*** Opening of Material supplied ***
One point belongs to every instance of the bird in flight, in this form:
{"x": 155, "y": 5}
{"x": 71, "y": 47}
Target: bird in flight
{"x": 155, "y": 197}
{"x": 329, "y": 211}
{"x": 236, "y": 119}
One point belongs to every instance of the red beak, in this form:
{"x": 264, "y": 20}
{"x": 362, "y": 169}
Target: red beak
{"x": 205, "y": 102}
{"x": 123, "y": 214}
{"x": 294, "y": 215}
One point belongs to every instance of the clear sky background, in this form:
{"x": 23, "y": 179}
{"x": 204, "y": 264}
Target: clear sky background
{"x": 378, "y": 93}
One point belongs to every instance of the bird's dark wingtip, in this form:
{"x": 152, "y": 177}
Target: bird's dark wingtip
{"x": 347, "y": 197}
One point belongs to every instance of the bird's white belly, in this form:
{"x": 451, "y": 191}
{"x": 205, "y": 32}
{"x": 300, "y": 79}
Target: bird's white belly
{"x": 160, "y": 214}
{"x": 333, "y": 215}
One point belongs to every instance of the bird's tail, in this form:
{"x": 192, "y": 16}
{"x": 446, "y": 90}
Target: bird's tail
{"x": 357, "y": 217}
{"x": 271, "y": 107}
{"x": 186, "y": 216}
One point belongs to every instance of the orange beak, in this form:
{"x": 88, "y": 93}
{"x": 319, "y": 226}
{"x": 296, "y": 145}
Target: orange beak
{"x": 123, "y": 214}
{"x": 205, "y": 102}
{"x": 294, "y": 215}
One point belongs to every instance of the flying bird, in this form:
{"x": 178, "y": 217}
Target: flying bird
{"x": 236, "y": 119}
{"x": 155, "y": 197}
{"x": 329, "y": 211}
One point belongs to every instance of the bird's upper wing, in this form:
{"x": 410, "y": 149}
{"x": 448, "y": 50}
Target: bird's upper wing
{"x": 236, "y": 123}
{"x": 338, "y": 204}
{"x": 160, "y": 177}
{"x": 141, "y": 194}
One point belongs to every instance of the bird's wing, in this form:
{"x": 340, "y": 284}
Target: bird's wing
*** Close of Material supplied ***
Assignment
The records above are to be given again in full, exactly.

Solution to this exercise
One point belongs to every instance of the bird in flight, in this form:
{"x": 155, "y": 5}
{"x": 71, "y": 47}
Target: bird in flight
{"x": 155, "y": 197}
{"x": 329, "y": 211}
{"x": 236, "y": 119}
One point belongs to every instance of the red beak, in this form:
{"x": 264, "y": 20}
{"x": 362, "y": 169}
Target: red beak
{"x": 205, "y": 102}
{"x": 123, "y": 214}
{"x": 294, "y": 215}
One point belongs to every instance of the clear sky background, in this form:
{"x": 23, "y": 179}
{"x": 204, "y": 264}
Target: clear sky background
{"x": 378, "y": 93}
One point belongs to every instance of the bird's dark wingtip, in this form:
{"x": 152, "y": 177}
Target: bird's dark wingtip
{"x": 347, "y": 197}
One point belongs to every instance of the bird's white belly, in this form:
{"x": 451, "y": 191}
{"x": 205, "y": 32}
{"x": 300, "y": 79}
Target: bird's white belly
{"x": 160, "y": 214}
{"x": 333, "y": 215}
One point belongs to every instance of the bird's tail, in this form:
{"x": 192, "y": 16}
{"x": 446, "y": 90}
Target: bird's tail
{"x": 357, "y": 217}
{"x": 271, "y": 107}
{"x": 186, "y": 216}
One point belongs to every instance of the orange beak, in this form:
{"x": 88, "y": 93}
{"x": 319, "y": 226}
{"x": 296, "y": 145}
Target: orange beak
{"x": 123, "y": 214}
{"x": 205, "y": 102}
{"x": 294, "y": 215}
One point belongs to every instance of the flying bird, in this form:
{"x": 178, "y": 217}
Target: flying bird
{"x": 236, "y": 119}
{"x": 155, "y": 197}
{"x": 329, "y": 211}
One point belongs to every instance of the bird's upper wing, in this form:
{"x": 410, "y": 149}
{"x": 448, "y": 50}
Target: bird's upper wing
{"x": 236, "y": 123}
{"x": 338, "y": 204}
{"x": 160, "y": 177}
{"x": 141, "y": 194}
One point belongs to every instance of the bird's wing, in this form:
{"x": 340, "y": 284}
Target: bird's wing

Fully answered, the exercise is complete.